GIVEN TEXT —
***

Prince Harry opens up about his service in Afghanistan war
Prince Harry spoke about the mental health challenges he faced while serving in Afghanistan as he met ambulance crews in London.
Recalling his days flying helicopters on his second tour, he said, “You land and then hand them over and then are radioed to do something else. You never find out how that guy or girl recovered, whether they did recover or they didn’t.”
He told them, “I understand what you go through and thank God you have got each other.”
His comments came as he chatted with them at the launch of Time to Talk Day, an annual awareness day run by Time to Change, and they echoed his sentiments to PEOPLE last year on the eve of the Paralympic-style Invictus Games.
Harry, along with Prince William and sister-in-law Princess Kate, are behind the Heads Together campaign, uniting leading charities in the field to break the existing stigma around mental health.
For Harry, Thursday’s event in Waterloo, south London, was meant to underline that “conversations save lives” – especially at workplaces like the emergency services, where first-responders staff listen and deal with difficult incidents every day of their working lives.
The prince listened as some of the first-responders told the difficulties they had to face. Alexandra Turp, 24, an emergency medical dispatcher in the emergency operations center, and allocator Katie Shrimpton, 28, who also acts as LINC worker, a voluntary network of staff who listen to and support their peers.
Turp talked about an incident last October when she took a call about a patient who wasn’t breathing. “It was a hugely chaotic situation with five people all shouting at me down the phone to send help. I was being passed from person to person and had no idea even where they were, it was very frustrating.
“It took me a while to even establish the patient wasn’t breathing, it was really, really difficult situation. I felt so helpless for the patient and no-one was actually helping them,” she said.
She later learned that the patient had recently died.
“I knew instantly that I couldn’t be on duty – I was a wreck – and someone covered for me. I sat down with Katie and we spoke for an hour and a half. I walked out feeling like a weight had been lifted off my shoulders.”

***

PROVIDED MATERIAL —
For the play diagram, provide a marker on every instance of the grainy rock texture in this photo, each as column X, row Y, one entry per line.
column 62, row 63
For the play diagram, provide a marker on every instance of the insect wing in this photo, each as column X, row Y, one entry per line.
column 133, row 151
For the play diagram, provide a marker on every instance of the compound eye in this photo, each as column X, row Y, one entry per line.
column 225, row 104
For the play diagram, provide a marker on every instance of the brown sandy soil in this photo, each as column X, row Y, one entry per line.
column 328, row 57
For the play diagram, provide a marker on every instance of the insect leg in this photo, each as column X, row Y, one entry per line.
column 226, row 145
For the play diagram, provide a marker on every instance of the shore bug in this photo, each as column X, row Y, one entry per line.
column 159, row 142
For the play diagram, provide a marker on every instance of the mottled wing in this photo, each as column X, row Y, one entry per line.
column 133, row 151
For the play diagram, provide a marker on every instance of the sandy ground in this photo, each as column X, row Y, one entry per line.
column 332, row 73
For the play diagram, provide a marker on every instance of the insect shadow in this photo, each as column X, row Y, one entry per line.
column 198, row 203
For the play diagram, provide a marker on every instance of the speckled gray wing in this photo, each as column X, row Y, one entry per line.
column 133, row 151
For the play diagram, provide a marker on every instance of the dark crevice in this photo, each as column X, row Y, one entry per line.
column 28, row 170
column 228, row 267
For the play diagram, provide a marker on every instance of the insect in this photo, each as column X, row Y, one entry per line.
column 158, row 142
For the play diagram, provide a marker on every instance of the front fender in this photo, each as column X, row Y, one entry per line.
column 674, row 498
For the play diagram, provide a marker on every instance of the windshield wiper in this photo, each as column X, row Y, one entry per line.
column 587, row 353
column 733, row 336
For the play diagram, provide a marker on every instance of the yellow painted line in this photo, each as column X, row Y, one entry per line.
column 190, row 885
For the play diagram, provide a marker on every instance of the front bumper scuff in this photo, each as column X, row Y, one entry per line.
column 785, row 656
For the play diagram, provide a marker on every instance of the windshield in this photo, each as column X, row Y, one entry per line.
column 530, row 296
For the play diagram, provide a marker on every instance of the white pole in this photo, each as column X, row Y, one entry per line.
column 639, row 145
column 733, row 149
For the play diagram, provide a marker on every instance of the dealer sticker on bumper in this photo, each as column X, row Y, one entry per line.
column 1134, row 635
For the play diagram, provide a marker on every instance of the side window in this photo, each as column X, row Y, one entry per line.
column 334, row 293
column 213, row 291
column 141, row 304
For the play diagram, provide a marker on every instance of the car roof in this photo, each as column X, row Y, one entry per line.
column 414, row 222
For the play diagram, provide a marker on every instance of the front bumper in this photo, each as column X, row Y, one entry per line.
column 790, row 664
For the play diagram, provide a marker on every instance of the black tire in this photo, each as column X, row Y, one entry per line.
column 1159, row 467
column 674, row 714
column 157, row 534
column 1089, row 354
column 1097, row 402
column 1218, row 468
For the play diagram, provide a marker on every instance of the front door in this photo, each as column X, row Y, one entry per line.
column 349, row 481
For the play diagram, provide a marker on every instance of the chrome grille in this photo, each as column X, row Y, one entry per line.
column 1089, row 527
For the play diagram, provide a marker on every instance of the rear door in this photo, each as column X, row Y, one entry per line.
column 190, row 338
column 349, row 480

***

ACTIONS TO TAKE —
**a)** According to the Prince Harry article, what awareness day was launched at the event where he met ambulance crews?
**b)** From the Prince Harry article, copy word for word the part that opens with the words containing "For Harry, Thursday’s" and closes with "support their peers.".
The records are separate material and have nothing to do with the Prince Harry article.

EXERCISE RESPONSES —
**a)** Time to Talk Day.

**b)**
For Harry, Thursday’s event in Waterloo, south London, was meant to underline that “conversations save lives” – especially at workplaces like the emergency services, where first-responders staff listen and deal with difficult incidents every day of their working lives.
The prince listened as some of the first-responders told the difficulties they had to face. Alexandra Turp, 24, an emergency medical dispatcher in the emergency operations center, and allocator Katie Shrimpton, 28, who also acts as LINC worker, a voluntary network of staff who listen to and support their peers.